Return all lines of the records that contain the word "then".

[Start of section]

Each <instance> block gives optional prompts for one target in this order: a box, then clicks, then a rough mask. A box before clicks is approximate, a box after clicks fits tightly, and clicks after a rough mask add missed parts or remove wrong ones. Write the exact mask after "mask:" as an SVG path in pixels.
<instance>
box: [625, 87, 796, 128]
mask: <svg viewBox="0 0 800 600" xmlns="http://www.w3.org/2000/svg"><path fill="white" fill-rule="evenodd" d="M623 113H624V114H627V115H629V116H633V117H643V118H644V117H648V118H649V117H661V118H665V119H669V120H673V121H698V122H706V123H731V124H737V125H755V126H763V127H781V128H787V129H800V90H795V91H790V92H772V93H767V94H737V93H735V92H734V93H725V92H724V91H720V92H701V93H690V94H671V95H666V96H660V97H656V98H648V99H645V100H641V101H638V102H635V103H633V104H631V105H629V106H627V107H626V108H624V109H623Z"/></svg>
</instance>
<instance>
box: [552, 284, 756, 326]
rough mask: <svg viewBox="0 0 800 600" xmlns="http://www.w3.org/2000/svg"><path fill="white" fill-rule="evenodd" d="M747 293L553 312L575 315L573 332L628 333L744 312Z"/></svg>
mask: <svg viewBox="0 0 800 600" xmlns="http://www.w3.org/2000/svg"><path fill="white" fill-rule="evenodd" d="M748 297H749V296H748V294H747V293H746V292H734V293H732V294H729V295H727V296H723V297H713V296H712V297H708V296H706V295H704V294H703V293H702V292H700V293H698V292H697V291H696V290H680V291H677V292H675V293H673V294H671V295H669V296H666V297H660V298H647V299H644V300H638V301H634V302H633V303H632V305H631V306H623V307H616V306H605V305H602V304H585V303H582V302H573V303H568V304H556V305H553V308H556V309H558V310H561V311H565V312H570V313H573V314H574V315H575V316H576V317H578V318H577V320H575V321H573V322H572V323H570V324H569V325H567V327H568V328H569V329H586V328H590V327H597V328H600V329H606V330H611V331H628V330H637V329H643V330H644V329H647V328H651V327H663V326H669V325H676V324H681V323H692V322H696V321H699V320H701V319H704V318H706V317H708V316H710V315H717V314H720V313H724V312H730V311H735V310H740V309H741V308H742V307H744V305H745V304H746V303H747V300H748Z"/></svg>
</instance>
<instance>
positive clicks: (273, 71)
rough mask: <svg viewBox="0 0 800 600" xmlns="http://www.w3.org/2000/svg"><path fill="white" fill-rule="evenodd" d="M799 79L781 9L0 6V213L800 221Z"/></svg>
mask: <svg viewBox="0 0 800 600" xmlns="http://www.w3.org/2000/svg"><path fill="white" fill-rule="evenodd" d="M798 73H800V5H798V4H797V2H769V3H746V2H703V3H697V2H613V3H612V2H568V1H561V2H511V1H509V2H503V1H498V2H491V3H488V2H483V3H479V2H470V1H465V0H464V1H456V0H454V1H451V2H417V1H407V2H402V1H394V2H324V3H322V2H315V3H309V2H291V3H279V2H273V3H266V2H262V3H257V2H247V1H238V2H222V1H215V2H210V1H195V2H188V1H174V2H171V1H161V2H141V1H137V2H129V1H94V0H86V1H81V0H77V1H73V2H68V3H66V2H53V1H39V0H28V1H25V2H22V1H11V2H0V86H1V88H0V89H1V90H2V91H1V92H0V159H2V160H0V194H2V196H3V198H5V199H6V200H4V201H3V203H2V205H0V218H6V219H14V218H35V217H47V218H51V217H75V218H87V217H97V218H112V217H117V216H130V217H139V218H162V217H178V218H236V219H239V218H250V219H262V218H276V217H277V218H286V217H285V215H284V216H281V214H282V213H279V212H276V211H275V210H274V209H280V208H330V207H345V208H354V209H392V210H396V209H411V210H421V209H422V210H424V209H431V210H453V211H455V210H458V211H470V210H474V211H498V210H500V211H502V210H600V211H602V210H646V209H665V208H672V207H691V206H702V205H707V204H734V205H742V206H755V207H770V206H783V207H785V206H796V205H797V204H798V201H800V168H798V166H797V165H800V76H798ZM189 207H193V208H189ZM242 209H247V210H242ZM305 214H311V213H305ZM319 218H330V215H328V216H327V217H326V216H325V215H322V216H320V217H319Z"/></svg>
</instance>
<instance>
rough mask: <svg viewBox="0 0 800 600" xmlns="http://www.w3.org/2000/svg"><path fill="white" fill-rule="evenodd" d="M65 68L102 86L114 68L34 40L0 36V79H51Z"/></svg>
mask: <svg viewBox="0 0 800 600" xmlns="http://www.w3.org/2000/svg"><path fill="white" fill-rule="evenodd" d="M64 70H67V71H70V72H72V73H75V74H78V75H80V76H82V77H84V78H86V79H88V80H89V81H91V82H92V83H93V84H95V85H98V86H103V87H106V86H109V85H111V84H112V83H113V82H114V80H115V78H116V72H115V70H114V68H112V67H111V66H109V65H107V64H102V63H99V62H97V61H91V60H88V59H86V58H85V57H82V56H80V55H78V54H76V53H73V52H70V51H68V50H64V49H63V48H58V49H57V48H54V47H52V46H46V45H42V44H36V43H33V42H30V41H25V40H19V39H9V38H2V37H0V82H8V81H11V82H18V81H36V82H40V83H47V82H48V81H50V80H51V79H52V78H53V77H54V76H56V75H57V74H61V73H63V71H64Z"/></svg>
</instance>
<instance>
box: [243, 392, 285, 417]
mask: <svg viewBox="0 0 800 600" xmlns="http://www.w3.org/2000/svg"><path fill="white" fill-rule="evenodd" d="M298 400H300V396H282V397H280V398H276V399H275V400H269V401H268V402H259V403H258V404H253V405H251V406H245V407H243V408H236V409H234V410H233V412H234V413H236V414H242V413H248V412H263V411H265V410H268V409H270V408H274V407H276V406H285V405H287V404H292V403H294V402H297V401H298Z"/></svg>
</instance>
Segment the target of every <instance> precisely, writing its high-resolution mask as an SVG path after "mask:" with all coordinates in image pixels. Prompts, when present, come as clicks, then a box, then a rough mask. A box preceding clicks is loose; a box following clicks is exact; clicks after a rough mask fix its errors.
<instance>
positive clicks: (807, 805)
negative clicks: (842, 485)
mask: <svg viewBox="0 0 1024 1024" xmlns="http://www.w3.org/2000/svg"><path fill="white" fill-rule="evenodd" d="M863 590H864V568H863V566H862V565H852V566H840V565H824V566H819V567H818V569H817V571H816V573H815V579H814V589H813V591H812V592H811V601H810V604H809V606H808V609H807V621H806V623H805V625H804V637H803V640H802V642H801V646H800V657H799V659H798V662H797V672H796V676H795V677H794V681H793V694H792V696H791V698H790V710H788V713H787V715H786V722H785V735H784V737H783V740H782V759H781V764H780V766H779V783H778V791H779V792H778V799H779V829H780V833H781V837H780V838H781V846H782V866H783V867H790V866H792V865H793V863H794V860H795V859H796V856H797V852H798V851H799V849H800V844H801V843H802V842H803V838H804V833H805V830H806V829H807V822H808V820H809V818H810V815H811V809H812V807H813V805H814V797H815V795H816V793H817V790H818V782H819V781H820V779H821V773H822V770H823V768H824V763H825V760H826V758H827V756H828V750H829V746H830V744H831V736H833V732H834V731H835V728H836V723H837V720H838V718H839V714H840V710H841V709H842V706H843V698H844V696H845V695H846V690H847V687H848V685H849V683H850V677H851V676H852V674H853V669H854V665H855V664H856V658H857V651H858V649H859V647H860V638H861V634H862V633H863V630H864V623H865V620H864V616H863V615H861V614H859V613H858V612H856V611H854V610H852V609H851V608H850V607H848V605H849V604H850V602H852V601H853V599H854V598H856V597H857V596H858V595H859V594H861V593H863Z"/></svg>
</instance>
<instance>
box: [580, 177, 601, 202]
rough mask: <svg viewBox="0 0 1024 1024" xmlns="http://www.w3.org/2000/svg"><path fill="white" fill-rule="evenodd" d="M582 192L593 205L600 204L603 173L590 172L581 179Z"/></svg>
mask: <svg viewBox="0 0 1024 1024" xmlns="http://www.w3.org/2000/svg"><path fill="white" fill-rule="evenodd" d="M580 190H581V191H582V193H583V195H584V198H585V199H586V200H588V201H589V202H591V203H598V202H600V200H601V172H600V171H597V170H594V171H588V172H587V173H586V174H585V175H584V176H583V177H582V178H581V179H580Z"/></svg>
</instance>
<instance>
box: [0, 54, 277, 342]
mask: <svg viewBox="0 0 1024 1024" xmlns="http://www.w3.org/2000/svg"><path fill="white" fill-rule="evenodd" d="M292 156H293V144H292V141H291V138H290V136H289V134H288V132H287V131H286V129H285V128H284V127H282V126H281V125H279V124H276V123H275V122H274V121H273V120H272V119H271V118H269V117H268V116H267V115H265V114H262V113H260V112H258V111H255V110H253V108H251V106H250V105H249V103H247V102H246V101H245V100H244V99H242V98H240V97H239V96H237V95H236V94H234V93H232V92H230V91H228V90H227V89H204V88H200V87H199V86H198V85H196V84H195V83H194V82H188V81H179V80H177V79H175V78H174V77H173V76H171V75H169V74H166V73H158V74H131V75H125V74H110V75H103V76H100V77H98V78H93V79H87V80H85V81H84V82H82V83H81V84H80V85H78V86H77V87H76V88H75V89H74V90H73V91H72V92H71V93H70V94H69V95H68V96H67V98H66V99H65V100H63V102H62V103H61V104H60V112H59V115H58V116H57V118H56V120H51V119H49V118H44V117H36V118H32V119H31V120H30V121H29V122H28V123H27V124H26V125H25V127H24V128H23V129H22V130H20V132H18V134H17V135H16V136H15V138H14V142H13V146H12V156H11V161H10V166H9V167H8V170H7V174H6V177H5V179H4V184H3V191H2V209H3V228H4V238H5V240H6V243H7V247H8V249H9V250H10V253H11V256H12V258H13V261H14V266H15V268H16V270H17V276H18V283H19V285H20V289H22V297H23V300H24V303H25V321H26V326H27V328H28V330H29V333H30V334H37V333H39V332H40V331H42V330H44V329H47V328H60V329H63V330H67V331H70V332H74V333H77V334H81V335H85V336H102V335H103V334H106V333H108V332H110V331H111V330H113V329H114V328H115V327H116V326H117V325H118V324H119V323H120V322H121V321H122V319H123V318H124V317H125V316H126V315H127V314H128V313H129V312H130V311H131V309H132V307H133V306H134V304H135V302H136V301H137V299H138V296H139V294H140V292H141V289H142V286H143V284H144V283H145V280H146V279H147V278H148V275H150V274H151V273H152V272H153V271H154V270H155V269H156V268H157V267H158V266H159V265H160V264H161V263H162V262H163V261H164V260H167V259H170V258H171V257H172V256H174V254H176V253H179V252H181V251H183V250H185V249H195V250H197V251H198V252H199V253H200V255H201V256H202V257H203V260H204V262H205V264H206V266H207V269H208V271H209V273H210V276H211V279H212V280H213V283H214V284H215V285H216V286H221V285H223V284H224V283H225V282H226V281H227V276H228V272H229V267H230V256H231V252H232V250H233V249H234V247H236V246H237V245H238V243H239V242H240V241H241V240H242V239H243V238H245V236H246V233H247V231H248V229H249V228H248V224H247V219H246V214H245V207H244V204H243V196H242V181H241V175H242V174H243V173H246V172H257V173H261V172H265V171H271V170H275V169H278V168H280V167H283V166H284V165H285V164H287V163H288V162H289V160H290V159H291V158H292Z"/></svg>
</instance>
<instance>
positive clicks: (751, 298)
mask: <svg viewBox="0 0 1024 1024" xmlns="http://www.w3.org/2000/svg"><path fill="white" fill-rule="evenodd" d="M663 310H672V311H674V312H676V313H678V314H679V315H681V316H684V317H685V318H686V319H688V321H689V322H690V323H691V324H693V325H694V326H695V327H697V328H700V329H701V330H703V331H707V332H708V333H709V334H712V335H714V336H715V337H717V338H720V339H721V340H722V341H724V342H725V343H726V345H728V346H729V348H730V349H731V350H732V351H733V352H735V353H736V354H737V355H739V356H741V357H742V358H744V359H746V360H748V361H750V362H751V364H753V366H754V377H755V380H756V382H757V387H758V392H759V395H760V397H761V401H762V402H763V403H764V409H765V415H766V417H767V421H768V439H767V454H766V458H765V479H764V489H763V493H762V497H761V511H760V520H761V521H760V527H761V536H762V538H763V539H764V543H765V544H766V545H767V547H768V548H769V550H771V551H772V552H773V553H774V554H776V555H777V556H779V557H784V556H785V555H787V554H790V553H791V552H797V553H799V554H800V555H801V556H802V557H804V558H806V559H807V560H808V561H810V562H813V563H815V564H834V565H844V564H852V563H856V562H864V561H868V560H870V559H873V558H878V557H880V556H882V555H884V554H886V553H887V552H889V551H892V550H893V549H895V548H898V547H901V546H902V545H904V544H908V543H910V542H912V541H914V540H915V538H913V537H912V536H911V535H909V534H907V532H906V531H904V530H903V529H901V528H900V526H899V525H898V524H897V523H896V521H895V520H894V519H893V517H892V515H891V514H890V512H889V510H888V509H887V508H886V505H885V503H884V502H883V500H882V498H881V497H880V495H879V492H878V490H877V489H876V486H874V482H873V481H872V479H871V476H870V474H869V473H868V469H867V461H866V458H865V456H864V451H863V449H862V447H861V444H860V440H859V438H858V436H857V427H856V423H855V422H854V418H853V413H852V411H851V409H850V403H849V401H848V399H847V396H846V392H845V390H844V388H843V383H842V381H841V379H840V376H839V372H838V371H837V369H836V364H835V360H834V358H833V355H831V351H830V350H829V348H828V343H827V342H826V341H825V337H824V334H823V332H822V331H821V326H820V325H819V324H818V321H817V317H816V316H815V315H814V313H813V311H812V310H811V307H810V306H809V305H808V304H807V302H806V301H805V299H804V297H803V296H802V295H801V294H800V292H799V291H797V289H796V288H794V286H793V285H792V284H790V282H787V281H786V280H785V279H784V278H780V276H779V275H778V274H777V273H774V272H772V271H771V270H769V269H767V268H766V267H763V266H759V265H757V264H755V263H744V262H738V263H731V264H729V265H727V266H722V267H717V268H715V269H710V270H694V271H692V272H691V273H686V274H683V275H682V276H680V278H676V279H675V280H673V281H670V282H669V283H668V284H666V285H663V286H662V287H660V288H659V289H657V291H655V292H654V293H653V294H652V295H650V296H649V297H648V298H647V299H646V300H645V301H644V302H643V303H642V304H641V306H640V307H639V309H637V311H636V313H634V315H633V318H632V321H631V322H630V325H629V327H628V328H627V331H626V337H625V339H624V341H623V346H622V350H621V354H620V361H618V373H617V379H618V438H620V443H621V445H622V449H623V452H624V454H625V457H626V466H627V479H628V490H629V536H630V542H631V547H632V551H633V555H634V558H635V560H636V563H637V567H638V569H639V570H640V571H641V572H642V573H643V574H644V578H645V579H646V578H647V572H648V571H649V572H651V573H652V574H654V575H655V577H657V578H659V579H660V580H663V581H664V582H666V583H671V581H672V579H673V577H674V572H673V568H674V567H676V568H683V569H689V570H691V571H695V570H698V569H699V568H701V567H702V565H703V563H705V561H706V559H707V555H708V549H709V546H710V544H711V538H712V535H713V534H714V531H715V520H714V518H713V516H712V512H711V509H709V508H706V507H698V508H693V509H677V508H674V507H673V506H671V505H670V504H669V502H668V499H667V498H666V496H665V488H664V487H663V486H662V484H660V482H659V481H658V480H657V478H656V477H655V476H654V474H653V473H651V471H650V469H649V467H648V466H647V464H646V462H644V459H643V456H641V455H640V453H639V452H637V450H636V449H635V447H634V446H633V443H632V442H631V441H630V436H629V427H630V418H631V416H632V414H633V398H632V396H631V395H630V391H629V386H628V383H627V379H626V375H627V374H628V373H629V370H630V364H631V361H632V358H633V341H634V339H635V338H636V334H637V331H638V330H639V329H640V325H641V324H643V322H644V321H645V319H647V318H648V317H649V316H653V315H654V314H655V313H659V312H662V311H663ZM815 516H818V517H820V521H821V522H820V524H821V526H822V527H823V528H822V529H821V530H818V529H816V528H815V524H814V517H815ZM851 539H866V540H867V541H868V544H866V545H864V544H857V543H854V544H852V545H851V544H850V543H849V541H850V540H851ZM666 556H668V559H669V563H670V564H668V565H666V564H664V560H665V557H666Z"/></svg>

[End of section]

- Response to this task
Each <instance> block gives optional prompts for one target in this order: a box, then clicks, then a rough mask. A box before clicks is approximate, a box after clicks fits tightly, and clicks after a rough mask add missed parts or remove wrong ones. Write the exact mask after "mask:" as an SVG path in pixels.
Segment the target of every <instance> precisely, writing its high-resolution mask as an SVG path after "mask:" with all coordinates in image pixels. Prompts, when present, come as clicks, then a box, then a rough mask. A box preceding clicks is loose; a box following clicks is exact; clicks after a rough mask fix its errors.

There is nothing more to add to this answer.